Extracted material>
· · · ·

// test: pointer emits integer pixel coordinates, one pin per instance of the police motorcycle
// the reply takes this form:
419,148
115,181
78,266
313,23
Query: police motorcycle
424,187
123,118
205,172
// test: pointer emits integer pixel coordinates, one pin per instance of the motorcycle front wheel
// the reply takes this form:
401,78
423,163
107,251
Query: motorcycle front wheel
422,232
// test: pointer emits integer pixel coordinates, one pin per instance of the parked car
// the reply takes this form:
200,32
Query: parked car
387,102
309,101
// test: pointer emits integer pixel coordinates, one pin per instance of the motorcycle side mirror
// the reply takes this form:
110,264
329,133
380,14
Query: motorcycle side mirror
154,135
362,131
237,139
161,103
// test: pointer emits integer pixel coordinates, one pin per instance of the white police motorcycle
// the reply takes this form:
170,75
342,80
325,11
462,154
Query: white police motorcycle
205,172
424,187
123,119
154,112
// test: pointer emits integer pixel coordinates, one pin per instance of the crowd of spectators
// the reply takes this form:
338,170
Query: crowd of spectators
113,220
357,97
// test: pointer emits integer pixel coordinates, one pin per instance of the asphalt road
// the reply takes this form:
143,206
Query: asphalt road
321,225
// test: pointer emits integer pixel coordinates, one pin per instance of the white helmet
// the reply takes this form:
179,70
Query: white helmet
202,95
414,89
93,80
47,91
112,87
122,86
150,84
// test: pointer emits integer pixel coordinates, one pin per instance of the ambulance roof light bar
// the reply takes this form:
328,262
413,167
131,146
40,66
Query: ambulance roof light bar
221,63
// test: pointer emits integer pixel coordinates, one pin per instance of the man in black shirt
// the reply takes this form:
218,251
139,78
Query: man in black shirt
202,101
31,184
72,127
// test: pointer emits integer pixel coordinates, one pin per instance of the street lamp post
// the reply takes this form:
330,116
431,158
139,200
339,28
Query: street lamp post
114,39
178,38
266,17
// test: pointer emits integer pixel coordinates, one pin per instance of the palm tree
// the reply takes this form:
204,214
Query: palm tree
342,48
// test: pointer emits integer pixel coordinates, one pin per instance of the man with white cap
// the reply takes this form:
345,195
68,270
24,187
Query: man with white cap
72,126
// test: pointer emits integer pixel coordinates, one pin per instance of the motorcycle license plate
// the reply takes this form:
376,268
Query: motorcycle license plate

· · · ·

Request>
Print exactly the lines above, starting at the line that contains "the crowd of spectators" and ending with the last line of the records, both included.

Task response>
// test: pointer emits integer pixel coordinates, one pin per instance of the crowd of spectators
// the reply takes this form:
338,170
Query: crowd of spectators
113,220
357,97
// test: pointer emits integer pixel coordinates, one pin per instance of the asphalt road
// the reply takes this form:
143,206
Query: asphalt road
321,225
// test: pointer emits integer pixel coordinates, one pin per instance of the white helmet
// the reply takes this form:
179,70
Query: white helmet
202,95
414,89
93,80
47,91
112,87
122,86
150,84
// test: pointer emits integer pixel coordinates, one pin per instance of the ambulance roof light bar
// the reply takes this form:
328,262
413,167
131,146
40,66
Query: ambulance roof light bar
221,63
// test: pointer emits integer pixel coordinates, one pin per instance of the man in black shirt
// the reply takes this form:
218,251
139,78
Query: man in black shirt
202,101
31,184
72,127
// test: pointer emits integer pixel coordinates, one pin per instance of the street lamp post
// the reply takes this form:
330,116
431,158
139,200
339,28
Query: street lamp post
114,39
178,38
266,17
// test: pointer emits integer pixel coordinates, one pin per instance of the palm tree
// the reply takes this form:
204,214
Query: palm tree
342,48
// test: pointer emits integer pixel coordinates, one pin per instance of the man with white cap
// the reply takes this form:
345,195
68,270
24,187
Query: man with white cap
72,126
// test: pointer emits integer pixel coordinates, one pin per instance of the motorcycle license plate
// the reply takes this form:
376,268
Query: motorcycle license plate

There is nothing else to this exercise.